Record list:
---------------
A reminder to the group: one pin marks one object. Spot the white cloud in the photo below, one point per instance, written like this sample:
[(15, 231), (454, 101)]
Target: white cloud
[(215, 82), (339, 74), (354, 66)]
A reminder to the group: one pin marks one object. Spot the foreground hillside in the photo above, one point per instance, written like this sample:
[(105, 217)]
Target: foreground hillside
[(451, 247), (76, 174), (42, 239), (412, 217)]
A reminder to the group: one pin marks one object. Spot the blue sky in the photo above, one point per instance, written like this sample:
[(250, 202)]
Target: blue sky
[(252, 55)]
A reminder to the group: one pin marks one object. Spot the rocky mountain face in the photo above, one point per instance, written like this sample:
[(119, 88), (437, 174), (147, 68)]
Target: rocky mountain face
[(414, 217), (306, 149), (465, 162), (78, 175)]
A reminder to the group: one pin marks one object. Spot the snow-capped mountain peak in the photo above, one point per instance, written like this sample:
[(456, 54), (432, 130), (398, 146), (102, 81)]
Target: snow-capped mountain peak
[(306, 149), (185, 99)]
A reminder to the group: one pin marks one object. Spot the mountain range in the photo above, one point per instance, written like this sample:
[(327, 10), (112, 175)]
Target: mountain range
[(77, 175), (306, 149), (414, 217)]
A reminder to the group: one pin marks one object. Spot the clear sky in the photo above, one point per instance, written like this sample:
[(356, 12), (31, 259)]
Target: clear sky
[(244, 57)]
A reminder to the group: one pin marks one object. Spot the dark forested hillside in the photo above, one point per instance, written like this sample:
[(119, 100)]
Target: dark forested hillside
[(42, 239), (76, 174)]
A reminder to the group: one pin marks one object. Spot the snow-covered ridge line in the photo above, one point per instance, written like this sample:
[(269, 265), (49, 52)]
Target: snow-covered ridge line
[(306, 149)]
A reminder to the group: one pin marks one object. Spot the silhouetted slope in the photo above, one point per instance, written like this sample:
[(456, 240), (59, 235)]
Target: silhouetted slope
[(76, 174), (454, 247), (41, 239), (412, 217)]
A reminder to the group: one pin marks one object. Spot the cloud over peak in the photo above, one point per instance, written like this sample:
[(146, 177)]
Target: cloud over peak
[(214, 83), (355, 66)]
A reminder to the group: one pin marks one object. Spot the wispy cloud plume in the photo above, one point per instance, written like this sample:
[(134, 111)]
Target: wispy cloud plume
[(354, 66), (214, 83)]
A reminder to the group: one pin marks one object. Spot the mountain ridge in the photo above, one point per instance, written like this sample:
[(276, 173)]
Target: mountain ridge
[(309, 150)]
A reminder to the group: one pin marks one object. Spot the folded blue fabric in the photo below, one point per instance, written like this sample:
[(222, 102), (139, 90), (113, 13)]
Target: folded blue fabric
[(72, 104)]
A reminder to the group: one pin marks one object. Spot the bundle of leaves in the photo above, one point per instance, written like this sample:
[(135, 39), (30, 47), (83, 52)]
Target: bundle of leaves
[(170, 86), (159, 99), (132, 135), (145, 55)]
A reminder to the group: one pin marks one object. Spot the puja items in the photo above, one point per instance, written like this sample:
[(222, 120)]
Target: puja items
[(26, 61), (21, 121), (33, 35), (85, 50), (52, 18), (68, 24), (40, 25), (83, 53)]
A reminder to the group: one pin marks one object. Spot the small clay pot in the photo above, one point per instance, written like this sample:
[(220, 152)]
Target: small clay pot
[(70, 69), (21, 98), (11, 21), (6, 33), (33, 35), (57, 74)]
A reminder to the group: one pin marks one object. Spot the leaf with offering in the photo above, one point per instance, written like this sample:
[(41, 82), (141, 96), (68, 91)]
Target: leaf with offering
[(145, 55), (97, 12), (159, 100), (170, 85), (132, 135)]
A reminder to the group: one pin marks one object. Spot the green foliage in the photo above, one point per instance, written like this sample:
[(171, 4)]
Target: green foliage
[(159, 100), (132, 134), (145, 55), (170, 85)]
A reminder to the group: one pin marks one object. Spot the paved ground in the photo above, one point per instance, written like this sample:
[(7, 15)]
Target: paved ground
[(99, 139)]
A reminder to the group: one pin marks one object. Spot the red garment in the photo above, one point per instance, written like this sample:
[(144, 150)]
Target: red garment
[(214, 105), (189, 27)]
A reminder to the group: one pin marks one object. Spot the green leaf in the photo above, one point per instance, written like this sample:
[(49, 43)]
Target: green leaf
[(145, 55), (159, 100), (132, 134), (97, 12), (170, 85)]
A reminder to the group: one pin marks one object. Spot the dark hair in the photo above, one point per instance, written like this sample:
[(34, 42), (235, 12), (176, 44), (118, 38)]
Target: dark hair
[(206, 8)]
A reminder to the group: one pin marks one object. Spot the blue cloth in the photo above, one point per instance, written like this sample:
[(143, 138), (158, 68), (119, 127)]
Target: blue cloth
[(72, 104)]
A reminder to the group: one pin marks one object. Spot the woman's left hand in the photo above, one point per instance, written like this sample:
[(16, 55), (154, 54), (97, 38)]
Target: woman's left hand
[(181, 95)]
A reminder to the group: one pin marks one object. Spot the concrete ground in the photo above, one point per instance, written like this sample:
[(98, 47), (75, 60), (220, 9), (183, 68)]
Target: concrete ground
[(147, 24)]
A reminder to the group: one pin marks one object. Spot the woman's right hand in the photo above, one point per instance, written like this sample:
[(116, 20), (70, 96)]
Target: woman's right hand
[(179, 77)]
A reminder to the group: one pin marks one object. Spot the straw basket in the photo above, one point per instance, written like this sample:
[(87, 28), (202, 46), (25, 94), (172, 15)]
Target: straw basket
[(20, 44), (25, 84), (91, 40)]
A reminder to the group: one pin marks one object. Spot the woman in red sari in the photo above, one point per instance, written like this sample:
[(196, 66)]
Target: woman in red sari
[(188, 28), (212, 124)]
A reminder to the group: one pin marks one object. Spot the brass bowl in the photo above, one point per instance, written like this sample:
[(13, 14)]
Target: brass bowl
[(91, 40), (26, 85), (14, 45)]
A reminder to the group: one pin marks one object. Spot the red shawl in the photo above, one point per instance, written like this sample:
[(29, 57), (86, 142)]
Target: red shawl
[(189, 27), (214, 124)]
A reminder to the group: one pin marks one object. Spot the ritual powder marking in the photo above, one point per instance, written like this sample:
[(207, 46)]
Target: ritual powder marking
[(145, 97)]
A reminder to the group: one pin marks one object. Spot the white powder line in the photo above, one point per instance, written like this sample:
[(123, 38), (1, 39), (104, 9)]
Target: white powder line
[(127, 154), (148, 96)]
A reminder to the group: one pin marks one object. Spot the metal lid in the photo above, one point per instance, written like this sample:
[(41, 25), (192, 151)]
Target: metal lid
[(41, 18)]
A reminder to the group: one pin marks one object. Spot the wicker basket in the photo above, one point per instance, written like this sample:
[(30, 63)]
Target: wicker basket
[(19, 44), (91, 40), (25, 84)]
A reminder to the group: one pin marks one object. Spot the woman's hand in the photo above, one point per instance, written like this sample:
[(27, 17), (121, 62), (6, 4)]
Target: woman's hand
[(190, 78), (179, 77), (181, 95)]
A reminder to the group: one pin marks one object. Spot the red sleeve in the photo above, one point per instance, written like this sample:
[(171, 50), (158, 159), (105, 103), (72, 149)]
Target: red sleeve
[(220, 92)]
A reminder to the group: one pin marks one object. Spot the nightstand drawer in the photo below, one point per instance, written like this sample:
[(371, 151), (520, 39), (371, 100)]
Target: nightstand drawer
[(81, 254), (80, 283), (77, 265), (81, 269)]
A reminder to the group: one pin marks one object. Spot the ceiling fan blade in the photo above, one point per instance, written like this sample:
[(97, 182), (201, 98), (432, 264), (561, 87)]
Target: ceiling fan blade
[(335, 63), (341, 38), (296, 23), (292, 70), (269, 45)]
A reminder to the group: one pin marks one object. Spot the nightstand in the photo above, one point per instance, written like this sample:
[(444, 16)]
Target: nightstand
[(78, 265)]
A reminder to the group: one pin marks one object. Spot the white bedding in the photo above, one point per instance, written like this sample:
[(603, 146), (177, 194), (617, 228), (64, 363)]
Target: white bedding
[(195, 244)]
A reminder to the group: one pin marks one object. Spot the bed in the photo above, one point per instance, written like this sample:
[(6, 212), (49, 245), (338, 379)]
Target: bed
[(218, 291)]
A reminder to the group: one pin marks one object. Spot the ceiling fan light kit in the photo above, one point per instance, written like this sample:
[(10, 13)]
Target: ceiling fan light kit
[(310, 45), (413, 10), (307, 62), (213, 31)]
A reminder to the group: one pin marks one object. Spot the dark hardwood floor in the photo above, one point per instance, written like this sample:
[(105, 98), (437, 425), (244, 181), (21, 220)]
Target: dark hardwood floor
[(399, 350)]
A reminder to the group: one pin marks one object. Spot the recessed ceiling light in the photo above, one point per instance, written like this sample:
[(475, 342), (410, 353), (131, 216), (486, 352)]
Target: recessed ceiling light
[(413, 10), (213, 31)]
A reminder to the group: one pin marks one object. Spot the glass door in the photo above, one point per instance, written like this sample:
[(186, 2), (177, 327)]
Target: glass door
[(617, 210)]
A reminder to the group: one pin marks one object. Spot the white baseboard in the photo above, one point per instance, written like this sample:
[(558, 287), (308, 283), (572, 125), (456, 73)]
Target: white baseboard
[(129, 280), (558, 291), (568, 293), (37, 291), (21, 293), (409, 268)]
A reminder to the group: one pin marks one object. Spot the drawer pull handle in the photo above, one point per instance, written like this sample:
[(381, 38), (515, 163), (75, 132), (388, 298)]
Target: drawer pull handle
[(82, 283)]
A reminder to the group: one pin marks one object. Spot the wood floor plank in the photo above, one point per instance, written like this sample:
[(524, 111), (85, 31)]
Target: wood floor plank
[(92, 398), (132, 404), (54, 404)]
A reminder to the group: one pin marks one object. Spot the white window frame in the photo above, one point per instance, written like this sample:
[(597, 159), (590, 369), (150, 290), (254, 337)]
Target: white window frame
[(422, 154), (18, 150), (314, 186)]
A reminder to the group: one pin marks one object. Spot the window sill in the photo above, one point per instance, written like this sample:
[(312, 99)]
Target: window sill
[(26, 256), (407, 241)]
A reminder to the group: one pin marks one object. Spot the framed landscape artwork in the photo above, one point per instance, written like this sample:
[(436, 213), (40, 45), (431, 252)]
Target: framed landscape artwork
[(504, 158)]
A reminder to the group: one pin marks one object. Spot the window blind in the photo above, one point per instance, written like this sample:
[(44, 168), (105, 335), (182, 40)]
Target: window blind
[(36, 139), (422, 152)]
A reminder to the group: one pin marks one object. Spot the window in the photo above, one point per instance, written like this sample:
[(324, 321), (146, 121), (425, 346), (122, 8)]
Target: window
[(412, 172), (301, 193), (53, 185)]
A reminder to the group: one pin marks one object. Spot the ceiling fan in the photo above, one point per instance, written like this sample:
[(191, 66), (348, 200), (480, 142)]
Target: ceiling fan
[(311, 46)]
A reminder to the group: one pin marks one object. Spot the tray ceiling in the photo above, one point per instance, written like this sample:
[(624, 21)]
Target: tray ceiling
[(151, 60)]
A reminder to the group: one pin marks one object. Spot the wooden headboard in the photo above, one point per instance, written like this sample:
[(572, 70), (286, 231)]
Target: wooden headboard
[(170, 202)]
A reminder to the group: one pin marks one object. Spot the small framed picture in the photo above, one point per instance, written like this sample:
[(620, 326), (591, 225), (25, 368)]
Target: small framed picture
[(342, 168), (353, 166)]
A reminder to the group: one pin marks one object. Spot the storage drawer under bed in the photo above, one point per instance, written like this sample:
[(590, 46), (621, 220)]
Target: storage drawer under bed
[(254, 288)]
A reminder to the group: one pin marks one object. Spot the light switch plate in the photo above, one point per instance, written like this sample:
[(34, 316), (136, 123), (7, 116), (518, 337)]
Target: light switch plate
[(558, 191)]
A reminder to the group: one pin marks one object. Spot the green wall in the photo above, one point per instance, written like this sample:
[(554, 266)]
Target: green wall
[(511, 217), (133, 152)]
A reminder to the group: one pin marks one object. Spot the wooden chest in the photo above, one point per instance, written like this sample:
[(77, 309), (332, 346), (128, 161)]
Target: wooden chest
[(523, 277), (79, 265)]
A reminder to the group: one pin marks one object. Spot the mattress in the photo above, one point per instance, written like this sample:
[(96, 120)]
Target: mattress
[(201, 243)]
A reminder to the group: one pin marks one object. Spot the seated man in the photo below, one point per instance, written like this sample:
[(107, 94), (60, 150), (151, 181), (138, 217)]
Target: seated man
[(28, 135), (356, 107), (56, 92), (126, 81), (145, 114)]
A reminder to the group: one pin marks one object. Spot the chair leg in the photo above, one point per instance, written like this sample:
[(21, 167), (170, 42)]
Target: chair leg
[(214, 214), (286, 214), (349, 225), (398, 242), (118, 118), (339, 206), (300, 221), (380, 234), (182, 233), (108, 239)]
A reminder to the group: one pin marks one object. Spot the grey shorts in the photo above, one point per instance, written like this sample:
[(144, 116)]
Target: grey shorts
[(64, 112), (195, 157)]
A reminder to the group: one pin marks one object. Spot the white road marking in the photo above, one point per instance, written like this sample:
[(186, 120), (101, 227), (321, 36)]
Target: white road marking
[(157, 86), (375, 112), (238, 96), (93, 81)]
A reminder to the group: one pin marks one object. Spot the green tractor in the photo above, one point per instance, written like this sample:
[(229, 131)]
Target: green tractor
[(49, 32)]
---------------
Given exercise: Can you repeat the data between the lines holding "the green foliage" and "[(159, 100), (132, 134), (145, 55), (170, 85)]", inclusive, with "green foliage" swapped for "leafy plants" and everything else left unchanged?

Answer to this exercise:
A reminder to the group: one pin marks one object. Spot the leafy plants in the photo above, one point per instance, written like this sample:
[(171, 4)]
Target: leafy plants
[(159, 100), (132, 134), (145, 55), (170, 85)]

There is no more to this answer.